Quelle>
******************************

PREDIGT VON JOHANNES PAUL II. 

Donnerstag, 22. Februar 2001
Fest ,,Kathedra Petri"

1. »›Ihr aber, für wen haltet ihr mich?‹ Simon Petrus antwortete: ›Du bist der Messias, der Sohn des lebendigen Gottes!‹« (Mt 16,15 –16). 

Dieses Gespräch zwischen Christus und seinen Jüngern, das wir soeben gehört haben, ist im Leben der Kirche und des Christen von bleibender Aktualität. In jeder Stunde der Geschichte, und insbesondere in den entscheidensten Augenblicken, befragt Jesus die Seinen, und nachdem er sie gefragt hat, was »die Leute« über ihn denken, grenzt er das Feld ein und stellt ihnen selbst die Frage: »Ihr aber, für wen haltet ihr mich?« 

Diese Frage haben wir während des Großen Jubiläums des Jahres 2000 im Hintergrund widerhallen hören. Und jeden Tag antwortete die Kirche unablässig mit dem einstimmigen Glaubensbekenntnis: »Du bist Christus, der Erlöser der Welt, gestern, heute und in Ewigkeit.« Eine universale Antwort, in der sich die Stimmen der Hirten und Gläubigen des ganzen Gottesvolkes mit jener des Nachfolgers Petri vereinen.

******************************

Datensätze>

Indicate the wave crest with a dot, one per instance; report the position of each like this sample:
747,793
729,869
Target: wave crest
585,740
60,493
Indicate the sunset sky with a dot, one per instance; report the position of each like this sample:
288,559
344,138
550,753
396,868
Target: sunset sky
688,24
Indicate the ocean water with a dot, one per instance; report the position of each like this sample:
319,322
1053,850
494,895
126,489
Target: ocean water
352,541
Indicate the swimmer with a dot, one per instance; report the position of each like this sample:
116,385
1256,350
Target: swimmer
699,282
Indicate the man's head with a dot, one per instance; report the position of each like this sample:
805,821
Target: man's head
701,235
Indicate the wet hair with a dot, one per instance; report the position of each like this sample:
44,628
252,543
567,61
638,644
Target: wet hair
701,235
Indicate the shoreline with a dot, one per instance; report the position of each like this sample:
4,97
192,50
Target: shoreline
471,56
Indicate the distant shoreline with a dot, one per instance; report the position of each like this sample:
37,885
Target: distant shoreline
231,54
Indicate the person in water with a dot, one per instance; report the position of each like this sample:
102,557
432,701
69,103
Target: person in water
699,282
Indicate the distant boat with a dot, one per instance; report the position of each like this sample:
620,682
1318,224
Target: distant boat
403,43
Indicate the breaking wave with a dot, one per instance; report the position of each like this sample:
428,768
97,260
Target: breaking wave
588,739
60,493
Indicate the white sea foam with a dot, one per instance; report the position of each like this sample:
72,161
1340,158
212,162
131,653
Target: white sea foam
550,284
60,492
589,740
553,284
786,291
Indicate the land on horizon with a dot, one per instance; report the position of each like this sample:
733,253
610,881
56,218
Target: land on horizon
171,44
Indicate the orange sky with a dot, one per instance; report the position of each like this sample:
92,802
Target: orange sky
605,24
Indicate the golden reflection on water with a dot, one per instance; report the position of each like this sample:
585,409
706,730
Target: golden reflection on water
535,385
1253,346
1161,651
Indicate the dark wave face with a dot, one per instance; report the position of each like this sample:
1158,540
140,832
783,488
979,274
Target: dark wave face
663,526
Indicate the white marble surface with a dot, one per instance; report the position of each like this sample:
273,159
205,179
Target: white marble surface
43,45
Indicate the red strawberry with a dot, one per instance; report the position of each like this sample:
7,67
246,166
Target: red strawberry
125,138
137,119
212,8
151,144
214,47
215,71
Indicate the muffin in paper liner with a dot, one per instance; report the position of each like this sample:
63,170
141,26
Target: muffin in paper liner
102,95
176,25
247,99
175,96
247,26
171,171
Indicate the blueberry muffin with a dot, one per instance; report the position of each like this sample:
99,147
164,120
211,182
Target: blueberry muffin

******************************

Aufgabenziel> Führen Sie die Predigt zum Fest Kathedra Petri im Anschluss an ihren letzten Satz weiter. Die Datensätze haben mit der Predigt nichts zu tun.

Schriftliche Antwort>
2. Ein einziges feierliches Glaubensbekenntnis: Du bist Christus! Dieses Glaubensbekenntnis ist das große Geschenk, das die Kirche der Welt zu Beginn des neuen Jahrtausends übergibt, während sie auf den »weiten Ozean« hinausfährt, der sich vor ihr auftut (vgl. Novo millennio ineunte, 58). Das heutige Fest stellt die Rolle des Petrus und seiner Nachfolger in den Vordergrund, die das Schiff der Kirche auf diesem »Ozean« steuern. Daher ist es überaus bedeutsam, daß an diesem liturgischen Gedenktag neben dem Papst das Kardinalskollegium anwesend ist, einschließlich der neuen Kardinäle, die gestern, im ersten Konsistorium nach dem Großen Jubiläum, kreiert worden sind. 

Gemeinsam wollen wir dem Herrn dafür danken, daß er seine Kirche auf den Felsen Petri gegründet hat. Mit den Worten des Tagesgebetes wollen wir inständig darum bitten, daß die »Verwirrungen und Stürme« nicht »unseren Glauben erschüttern«, sondern daß die Kirche voller Mut und Zuversicht voranschreite.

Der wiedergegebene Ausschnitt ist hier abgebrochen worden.